======== AVAILABLE DATA ========
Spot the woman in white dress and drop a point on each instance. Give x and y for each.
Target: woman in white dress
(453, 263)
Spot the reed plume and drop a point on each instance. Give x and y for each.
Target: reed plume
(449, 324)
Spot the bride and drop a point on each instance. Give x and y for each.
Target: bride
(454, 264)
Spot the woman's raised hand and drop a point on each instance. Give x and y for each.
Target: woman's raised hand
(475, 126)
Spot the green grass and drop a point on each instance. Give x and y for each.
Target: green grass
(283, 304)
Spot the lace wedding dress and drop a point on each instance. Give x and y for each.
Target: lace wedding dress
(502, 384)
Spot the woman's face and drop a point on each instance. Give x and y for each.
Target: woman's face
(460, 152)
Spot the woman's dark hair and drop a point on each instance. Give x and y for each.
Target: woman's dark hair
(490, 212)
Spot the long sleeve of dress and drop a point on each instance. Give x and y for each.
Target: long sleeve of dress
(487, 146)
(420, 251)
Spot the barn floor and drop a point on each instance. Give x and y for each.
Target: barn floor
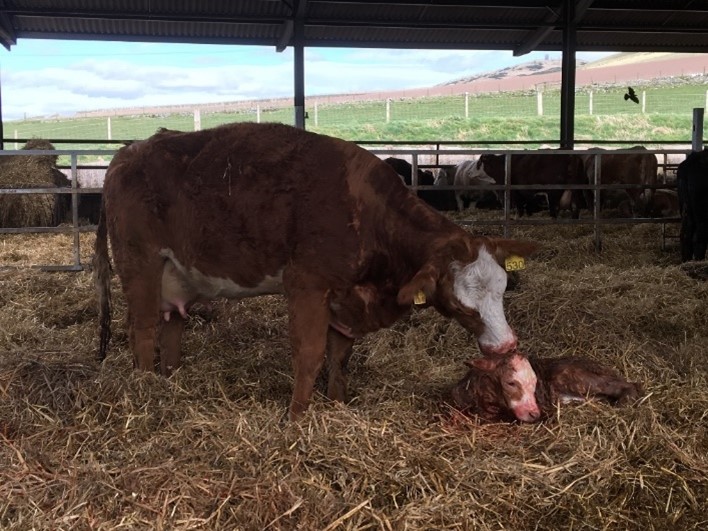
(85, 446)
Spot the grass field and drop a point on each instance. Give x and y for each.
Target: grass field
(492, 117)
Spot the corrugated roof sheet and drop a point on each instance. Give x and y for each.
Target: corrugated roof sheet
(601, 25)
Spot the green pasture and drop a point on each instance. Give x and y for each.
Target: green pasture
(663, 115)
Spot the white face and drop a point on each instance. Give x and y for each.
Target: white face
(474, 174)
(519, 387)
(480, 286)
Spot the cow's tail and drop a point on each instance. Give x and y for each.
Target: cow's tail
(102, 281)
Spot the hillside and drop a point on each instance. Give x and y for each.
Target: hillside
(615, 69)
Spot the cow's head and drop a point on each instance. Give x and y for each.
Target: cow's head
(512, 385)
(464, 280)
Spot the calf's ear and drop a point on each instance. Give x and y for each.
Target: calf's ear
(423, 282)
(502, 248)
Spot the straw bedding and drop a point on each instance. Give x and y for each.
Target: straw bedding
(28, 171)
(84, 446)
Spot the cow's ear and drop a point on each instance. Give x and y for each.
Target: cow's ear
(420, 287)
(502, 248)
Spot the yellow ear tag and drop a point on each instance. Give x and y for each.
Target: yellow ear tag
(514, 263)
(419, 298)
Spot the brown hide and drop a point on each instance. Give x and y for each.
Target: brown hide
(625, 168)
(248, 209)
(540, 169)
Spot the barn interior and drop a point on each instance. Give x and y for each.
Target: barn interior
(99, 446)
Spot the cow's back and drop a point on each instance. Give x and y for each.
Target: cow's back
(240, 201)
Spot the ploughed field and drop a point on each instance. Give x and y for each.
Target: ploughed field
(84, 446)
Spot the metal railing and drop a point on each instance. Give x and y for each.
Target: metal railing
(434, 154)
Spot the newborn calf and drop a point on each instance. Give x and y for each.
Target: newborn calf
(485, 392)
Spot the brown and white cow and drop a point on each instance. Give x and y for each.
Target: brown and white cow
========
======== AVAILABLE DATA ========
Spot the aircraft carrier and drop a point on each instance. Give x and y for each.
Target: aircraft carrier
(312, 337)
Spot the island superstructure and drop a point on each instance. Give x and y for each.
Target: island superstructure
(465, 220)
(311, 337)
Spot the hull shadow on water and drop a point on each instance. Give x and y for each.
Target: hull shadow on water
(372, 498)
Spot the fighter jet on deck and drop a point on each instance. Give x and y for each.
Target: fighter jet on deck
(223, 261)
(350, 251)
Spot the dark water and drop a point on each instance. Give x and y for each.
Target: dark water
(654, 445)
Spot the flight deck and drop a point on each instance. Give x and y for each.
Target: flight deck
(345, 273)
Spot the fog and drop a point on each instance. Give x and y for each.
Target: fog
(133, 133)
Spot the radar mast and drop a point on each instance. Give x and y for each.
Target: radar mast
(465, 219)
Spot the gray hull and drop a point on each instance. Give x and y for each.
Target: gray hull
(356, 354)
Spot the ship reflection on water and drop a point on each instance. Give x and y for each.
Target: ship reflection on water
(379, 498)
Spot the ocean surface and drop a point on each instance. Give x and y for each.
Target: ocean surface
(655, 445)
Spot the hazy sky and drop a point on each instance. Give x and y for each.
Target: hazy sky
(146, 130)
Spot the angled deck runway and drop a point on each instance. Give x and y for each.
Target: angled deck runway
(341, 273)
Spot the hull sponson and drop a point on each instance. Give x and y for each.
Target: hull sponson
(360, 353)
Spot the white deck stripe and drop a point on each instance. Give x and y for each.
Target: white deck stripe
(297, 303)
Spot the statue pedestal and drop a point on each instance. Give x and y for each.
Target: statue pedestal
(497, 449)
========
======== AVAILABLE DATA ========
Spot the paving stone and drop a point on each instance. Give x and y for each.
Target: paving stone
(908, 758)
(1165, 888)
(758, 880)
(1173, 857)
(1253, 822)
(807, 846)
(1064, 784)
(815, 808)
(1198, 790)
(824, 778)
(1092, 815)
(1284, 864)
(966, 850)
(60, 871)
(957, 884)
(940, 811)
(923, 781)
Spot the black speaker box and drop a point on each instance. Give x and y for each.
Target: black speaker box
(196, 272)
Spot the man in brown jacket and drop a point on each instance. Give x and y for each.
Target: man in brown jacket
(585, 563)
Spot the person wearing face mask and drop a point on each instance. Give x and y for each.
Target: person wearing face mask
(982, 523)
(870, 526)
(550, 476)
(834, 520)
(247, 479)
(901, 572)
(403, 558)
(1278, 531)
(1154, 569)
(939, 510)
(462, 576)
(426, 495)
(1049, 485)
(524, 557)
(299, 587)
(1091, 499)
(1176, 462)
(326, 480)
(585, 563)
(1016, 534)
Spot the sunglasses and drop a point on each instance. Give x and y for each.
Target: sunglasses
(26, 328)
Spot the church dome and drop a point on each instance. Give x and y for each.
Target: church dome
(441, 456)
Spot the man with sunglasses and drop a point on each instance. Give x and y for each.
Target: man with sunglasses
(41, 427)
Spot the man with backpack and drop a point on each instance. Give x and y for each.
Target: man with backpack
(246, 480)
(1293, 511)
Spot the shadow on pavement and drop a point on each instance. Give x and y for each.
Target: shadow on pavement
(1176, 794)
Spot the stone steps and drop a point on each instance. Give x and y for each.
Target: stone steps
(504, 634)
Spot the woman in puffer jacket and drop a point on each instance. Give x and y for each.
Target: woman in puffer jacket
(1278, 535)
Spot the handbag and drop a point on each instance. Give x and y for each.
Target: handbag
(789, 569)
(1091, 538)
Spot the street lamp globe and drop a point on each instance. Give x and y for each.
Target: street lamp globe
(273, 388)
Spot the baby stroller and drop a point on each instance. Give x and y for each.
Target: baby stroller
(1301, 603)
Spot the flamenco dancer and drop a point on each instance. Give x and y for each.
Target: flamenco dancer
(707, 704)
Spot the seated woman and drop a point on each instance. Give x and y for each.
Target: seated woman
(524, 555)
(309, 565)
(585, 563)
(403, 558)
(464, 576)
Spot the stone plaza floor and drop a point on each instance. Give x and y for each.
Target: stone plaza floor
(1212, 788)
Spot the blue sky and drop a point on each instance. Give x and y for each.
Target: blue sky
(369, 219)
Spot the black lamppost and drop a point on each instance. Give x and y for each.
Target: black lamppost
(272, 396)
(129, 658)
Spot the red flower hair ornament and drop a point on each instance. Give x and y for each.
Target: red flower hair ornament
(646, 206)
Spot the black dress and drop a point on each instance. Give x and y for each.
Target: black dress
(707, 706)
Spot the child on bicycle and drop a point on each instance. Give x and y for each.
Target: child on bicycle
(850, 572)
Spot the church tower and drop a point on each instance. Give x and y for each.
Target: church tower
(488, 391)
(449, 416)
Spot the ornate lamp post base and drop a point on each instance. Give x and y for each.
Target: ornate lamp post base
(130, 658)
========
● WRITTEN REQUEST
Give as a numbered list, with blank lines left out, the records from the line containing "Spot the metal" through the line containing "Target: brown and white cow", both included.

● THE RESPONSE
1. Spot the metal railing and drop a point on each instance. Give x and y for each.
2. Target: metal railing
3. (434, 154)
4. Spot the newborn calf and drop a point on each instance. Give x and y for each.
5. Target: newborn calf
6. (485, 392)
7. Spot the brown and white cow and drop a point on each instance. Give x and y for each.
8. Target: brown and white cow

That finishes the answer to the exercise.